Which lines of the listing below contain the word "Practice"? Return them.

= = = = = = =

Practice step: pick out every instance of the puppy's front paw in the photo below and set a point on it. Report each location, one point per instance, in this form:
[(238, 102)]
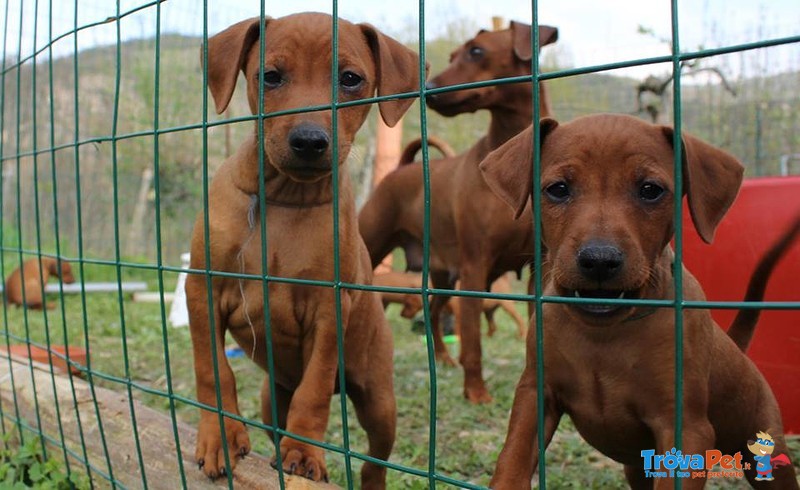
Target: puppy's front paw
[(209, 453), (303, 460)]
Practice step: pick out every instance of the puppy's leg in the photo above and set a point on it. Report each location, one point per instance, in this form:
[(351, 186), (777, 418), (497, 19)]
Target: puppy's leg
[(283, 398), (310, 407), (522, 329), (636, 479), (520, 455), (489, 314), (698, 436), (209, 453), (473, 278), (377, 413), (440, 280)]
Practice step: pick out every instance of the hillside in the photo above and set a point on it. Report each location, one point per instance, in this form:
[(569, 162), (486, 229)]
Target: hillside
[(759, 125)]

= = = = = = =

## Solution to the exercise
Practice step: pick out every instance of the puppy's front paw in the photo below and set a point on it. Report each location, one point per instance, in this form:
Practice step: pick out every instance of the puppy's leg in the photo above and set a point on it. Report each location, one point per instance, in this form:
Practice step: pick out every instance of the hillside in the photo above and set a point on it. Report each location, one point per instance, in this form:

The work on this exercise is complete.